** begin SUPPLIED RECORDS **
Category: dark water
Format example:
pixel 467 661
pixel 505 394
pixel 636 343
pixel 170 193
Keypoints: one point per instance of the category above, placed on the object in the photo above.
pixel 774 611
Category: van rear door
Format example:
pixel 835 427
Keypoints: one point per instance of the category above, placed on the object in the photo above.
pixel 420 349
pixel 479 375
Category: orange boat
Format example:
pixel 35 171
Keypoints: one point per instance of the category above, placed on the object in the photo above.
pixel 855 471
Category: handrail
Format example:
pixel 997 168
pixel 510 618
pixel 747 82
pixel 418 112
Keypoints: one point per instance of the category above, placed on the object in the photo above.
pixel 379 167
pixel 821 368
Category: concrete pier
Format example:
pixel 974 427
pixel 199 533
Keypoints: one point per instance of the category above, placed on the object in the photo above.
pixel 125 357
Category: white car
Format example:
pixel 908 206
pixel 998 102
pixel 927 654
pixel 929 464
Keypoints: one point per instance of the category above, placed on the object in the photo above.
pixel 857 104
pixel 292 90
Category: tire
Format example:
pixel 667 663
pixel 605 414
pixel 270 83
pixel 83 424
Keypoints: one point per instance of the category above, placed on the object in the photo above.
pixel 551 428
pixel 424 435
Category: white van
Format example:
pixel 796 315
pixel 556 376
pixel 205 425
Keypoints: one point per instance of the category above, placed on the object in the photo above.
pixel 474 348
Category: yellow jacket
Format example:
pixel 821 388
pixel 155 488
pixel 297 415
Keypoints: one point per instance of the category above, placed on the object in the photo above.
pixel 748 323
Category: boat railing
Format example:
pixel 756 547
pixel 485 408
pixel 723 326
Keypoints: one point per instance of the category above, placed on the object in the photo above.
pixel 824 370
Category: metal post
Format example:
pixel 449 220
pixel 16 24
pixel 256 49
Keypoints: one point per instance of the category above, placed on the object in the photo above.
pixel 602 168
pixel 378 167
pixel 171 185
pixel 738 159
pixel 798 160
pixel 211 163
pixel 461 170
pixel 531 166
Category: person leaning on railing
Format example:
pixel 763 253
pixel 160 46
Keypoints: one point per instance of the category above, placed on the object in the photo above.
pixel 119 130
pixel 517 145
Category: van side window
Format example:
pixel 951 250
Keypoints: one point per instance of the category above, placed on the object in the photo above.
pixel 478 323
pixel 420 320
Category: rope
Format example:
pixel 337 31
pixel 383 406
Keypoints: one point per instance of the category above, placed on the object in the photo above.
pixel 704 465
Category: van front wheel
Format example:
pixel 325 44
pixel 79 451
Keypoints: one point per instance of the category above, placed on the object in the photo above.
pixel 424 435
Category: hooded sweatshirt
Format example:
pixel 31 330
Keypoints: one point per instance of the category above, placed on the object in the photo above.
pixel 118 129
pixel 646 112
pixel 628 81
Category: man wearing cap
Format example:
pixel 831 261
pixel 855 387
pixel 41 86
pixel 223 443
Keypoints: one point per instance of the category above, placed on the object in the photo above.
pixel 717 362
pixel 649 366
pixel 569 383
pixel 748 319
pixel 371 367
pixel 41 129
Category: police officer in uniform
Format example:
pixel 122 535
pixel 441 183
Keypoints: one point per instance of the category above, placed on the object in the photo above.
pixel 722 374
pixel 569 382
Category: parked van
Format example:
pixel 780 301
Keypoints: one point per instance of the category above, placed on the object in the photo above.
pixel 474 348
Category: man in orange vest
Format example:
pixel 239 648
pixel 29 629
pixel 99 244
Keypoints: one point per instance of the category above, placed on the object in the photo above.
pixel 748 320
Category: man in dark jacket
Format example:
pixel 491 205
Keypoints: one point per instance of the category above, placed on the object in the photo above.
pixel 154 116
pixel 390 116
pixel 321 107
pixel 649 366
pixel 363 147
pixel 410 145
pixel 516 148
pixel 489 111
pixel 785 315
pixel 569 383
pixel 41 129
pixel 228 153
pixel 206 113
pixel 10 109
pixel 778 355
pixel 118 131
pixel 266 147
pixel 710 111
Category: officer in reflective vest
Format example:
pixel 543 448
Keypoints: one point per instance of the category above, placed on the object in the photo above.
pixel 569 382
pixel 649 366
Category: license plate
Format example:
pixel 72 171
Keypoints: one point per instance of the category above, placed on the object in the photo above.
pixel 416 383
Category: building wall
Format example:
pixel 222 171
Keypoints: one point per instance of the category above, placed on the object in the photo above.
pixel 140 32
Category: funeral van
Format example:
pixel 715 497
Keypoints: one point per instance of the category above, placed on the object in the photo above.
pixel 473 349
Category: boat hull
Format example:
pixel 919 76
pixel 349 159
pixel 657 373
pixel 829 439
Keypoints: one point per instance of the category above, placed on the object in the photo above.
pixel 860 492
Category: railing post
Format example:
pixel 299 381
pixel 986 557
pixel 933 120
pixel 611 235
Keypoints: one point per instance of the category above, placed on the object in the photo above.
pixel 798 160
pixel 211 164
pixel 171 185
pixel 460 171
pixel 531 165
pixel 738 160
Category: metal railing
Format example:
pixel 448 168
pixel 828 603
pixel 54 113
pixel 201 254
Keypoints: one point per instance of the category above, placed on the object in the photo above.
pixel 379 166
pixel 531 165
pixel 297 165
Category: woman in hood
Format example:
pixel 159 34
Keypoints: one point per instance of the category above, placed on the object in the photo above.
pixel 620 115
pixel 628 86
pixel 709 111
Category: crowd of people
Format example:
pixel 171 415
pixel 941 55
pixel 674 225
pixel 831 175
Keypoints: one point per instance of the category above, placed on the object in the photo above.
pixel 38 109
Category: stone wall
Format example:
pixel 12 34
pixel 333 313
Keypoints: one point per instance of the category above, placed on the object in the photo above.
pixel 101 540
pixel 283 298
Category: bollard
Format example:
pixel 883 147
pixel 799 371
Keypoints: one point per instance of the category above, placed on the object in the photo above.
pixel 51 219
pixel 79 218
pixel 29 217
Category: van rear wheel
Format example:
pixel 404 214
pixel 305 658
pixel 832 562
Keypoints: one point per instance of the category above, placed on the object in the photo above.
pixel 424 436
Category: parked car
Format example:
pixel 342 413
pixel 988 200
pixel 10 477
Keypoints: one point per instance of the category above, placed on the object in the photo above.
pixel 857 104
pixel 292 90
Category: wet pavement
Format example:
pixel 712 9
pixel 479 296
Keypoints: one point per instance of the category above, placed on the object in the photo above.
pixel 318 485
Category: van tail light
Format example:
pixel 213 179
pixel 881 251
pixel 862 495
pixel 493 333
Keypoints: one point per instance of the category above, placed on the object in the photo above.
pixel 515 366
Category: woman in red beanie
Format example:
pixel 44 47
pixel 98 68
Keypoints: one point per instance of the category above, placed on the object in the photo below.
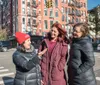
pixel 26 62
pixel 53 62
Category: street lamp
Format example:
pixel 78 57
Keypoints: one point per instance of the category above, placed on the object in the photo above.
pixel 1 5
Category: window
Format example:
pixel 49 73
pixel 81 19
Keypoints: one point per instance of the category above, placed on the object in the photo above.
pixel 29 21
pixel 45 1
pixel 51 23
pixel 23 10
pixel 23 20
pixel 45 24
pixel 62 10
pixel 23 2
pixel 28 11
pixel 34 21
pixel 28 3
pixel 56 3
pixel 34 12
pixel 56 13
pixel 68 10
pixel 51 13
pixel 45 12
pixel 76 19
pixel 63 17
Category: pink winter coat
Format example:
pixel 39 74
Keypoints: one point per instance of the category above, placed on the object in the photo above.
pixel 54 71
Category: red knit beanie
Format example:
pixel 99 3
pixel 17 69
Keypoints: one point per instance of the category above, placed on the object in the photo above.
pixel 21 37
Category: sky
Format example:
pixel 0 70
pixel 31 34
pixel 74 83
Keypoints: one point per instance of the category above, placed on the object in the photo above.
pixel 92 3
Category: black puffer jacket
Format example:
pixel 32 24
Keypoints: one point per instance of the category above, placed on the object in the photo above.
pixel 27 68
pixel 81 62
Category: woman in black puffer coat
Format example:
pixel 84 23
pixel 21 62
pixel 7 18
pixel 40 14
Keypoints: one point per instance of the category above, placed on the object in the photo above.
pixel 26 62
pixel 81 62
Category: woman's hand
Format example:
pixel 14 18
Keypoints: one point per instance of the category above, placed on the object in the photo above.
pixel 42 52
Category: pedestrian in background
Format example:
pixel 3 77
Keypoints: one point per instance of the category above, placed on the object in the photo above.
pixel 81 62
pixel 26 62
pixel 53 62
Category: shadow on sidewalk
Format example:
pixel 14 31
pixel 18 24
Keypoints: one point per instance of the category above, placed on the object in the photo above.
pixel 7 80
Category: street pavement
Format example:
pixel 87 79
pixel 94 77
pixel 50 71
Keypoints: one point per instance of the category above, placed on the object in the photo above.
pixel 7 68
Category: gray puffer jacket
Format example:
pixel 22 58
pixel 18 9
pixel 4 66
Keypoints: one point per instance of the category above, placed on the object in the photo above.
pixel 27 67
pixel 81 62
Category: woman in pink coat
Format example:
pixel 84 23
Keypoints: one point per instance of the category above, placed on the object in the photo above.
pixel 53 61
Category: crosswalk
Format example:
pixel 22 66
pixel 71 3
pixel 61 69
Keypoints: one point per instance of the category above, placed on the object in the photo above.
pixel 6 76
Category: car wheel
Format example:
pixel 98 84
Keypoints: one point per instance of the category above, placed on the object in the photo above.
pixel 4 49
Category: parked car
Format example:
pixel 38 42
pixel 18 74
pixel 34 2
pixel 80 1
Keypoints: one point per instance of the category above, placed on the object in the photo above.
pixel 4 46
pixel 98 47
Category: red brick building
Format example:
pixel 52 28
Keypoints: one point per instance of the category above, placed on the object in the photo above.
pixel 33 15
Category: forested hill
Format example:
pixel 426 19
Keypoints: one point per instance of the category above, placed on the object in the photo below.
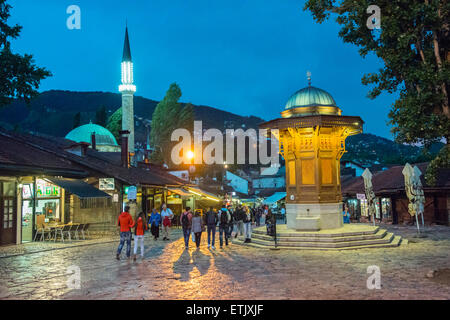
** end SUPPLIED RECORDS **
◆ EXERCISE INSTRUCTIONS
Quote the items above verbatim, starting at the line that contains "Category: van rear door" and ending after the line that contains "pixel 824 370".

◆ ANSWER IN FULL
Category: van rear door
Format example:
pixel 835 427
Keypoints: one point per instance of the category above, placed on the object in the photo above.
pixel 420 349
pixel 479 375
Category: orange boat
Format example:
pixel 35 171
Keypoints: one point per instance of the category above, placed on the object in the photo above.
pixel 855 471
Category: handrail
Format example:
pixel 997 168
pixel 510 618
pixel 747 82
pixel 418 112
Keypoints: one point per instance of the category above, placed on the object in the photo above.
pixel 379 167
pixel 821 368
Category: concrete pier
Format example:
pixel 974 427
pixel 199 533
Keypoints: one point per instance of the category above, placed on the object in the photo above.
pixel 125 357
Category: white car
Format example:
pixel 908 206
pixel 998 102
pixel 927 654
pixel 929 464
Keypoints: one point per instance of the category above, placed on the object in the photo above.
pixel 857 104
pixel 292 90
Category: tire
Format example:
pixel 667 663
pixel 605 414
pixel 270 83
pixel 83 424
Keypoints: one point per instance of the category above, placed on the object in the photo above.
pixel 551 428
pixel 424 435
Category: white van
Format example:
pixel 796 315
pixel 556 376
pixel 205 425
Keypoints: one point per instance of the category above, placed on the object in the photo above.
pixel 474 348
Category: yellow jacket
Format example:
pixel 821 388
pixel 155 488
pixel 297 415
Keypoints: one point per instance of the category above, placed on the object in the photo above.
pixel 748 323
Category: boat railing
Format example:
pixel 756 547
pixel 485 408
pixel 723 326
Keypoints: one point per instance of the category above, placed on the object in the photo above.
pixel 824 370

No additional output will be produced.